## Aim of the exercise:
Return every line below exactly, without dropping any.

Data extracted from a collection
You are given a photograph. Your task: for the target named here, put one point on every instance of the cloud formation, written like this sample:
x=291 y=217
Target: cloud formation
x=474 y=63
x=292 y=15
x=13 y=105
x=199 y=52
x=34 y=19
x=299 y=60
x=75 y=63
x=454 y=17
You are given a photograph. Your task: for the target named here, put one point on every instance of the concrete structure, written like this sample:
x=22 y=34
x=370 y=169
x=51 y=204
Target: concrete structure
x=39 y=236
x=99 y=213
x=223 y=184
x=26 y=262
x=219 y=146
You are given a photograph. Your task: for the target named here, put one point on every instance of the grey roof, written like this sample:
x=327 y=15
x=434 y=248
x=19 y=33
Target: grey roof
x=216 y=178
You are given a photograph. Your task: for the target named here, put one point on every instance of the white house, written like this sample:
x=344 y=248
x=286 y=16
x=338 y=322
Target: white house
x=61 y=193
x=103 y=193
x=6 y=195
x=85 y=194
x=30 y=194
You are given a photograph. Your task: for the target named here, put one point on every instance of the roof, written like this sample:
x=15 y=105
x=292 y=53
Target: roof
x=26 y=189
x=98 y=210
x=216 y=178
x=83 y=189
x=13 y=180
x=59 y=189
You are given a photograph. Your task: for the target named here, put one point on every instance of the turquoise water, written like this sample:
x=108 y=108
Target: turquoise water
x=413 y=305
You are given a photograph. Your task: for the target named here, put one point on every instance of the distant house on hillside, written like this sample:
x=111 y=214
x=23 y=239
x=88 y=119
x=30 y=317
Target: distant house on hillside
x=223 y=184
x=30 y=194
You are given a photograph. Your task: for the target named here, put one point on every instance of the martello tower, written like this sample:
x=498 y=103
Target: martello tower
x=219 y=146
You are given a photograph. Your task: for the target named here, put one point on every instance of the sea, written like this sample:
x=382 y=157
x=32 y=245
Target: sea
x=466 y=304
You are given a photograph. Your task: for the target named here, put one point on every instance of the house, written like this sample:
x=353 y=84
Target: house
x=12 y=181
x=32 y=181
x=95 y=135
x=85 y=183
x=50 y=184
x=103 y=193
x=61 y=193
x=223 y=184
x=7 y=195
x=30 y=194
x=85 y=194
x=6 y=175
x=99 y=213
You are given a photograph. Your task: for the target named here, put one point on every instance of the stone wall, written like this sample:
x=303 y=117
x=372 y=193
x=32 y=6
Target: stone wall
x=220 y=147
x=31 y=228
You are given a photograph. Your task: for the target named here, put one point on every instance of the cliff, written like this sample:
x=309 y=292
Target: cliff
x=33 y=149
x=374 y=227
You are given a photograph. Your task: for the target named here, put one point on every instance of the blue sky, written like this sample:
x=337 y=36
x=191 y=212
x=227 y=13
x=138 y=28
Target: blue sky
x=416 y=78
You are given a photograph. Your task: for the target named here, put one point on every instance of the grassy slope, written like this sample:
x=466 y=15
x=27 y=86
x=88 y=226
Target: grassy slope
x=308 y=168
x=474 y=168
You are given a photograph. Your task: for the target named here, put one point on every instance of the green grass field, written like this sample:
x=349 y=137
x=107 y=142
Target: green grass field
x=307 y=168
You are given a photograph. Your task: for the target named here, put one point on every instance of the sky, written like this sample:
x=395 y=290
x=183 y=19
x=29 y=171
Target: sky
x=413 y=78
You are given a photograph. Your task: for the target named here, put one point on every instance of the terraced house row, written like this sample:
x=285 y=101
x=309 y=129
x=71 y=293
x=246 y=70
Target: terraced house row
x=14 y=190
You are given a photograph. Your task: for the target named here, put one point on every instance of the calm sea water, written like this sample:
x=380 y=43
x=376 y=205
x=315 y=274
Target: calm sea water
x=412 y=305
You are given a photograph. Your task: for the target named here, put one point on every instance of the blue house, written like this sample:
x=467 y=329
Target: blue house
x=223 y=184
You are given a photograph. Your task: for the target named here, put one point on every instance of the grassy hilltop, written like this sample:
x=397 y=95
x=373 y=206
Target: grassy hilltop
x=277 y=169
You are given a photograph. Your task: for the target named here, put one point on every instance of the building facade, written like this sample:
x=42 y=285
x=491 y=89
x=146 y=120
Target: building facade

## Reply:
You are given a photograph. Your task: for the target named here, put one point on every instance of the cloud formation, written like this sample:
x=291 y=217
Target: cloud formation
x=474 y=63
x=292 y=15
x=13 y=105
x=199 y=52
x=34 y=19
x=299 y=60
x=75 y=63
x=454 y=17
You are given a photograph. Your task: for the target named here, put one point on every instance of the concrete structure, written like this sample:
x=22 y=34
x=370 y=169
x=51 y=204
Target: concrete structure
x=39 y=236
x=99 y=213
x=223 y=184
x=26 y=262
x=219 y=146
You are given a photograph. Your task: for the target named here, put one point on every instance of the grey roof, written like this sample:
x=327 y=15
x=434 y=248
x=19 y=33
Target: grey roof
x=216 y=178
You are given a photograph. Your task: for the target named here, put one point on every instance of the white house, written like this sample:
x=344 y=248
x=286 y=16
x=338 y=322
Target: white house
x=61 y=193
x=103 y=193
x=6 y=195
x=85 y=194
x=30 y=194
You are given a photograph. Your task: for the target named here, put one point on every instance of the roof, written like this sample:
x=15 y=105
x=292 y=53
Target: roof
x=26 y=189
x=98 y=210
x=216 y=178
x=83 y=189
x=13 y=180
x=59 y=189
You are given a photograph. Your task: for the target named here, put one point on every instance of the turquoise water, written like this sample:
x=108 y=108
Target: turquoise water
x=413 y=305
You are given a photograph. Your task: for the target named here, put one point on every instance of the distant house on hillside, written like this sample:
x=111 y=214
x=23 y=239
x=88 y=119
x=30 y=317
Target: distant house on hillside
x=223 y=184
x=30 y=194
You are given a photograph. Your task: for the target named here, put one point on every instance of the martello tower, written like this sample:
x=498 y=103
Target: martello tower
x=219 y=146
You are given a photograph. Your task: for the target named here, put one point on every instance of the sea, written like this sample:
x=382 y=157
x=32 y=245
Target: sea
x=466 y=304
You are given a photograph. Your task: for the target named here, put one point on every instance of the house, written like this sample:
x=353 y=84
Target: house
x=12 y=181
x=32 y=181
x=95 y=135
x=85 y=183
x=50 y=184
x=103 y=193
x=61 y=193
x=223 y=184
x=7 y=195
x=30 y=194
x=85 y=194
x=6 y=175
x=99 y=213
You are given a photograph. Your task: for the target named here, put one point on every instance of the stone wall, written like this sample:
x=303 y=117
x=372 y=193
x=32 y=6
Target: stone wall
x=220 y=147
x=31 y=228
You are given a photograph. Your task: for the target named here, put one point on every instance of the cliff, written like this sample:
x=309 y=292
Target: cliff
x=33 y=149
x=374 y=227
You are given a photograph. Your task: for the target named here, put one point on every instance of the blue sky, written like this sample:
x=337 y=36
x=191 y=212
x=227 y=13
x=138 y=28
Target: blue sky
x=416 y=78
You are given a photograph. Your task: for the target named here, put one point on every instance of the grassy slope, written like this sample:
x=466 y=15
x=27 y=86
x=88 y=226
Target: grassy slope
x=308 y=168
x=474 y=168
You are given a photograph. Your task: for the target named here, put one point on every instance of the green grass field, written like this sample:
x=349 y=137
x=107 y=142
Target: green grass field
x=307 y=168
You are given a photograph. Your task: for the target named here, put one point on every instance of the sky, written like this sample:
x=395 y=290
x=183 y=19
x=29 y=171
Target: sky
x=413 y=78
You are given a photograph. Your task: for the target named here, put one point on every instance of the terraced house row, written like this sample:
x=285 y=101
x=309 y=129
x=71 y=293
x=246 y=70
Target: terraced house row
x=14 y=190
You are given a photograph. Your task: for the target named here, put one point on every instance of the calm sea water, written like this sample:
x=380 y=43
x=376 y=205
x=315 y=274
Target: calm sea water
x=412 y=305
You are given a photograph. Your task: for the target named here, put one point on every instance of the blue house, written like this sample:
x=467 y=329
Target: blue house
x=223 y=184
You are given a photograph. Your task: for the target named here, put one point on every instance of the grassy hilltop, written like this sample:
x=397 y=95
x=373 y=206
Target: grassy hilltop
x=277 y=169
You are given a photograph. Your task: for the target named here, put one point on every instance of the building facade, written like this sample:
x=42 y=285
x=491 y=89
x=146 y=120
Target: building facade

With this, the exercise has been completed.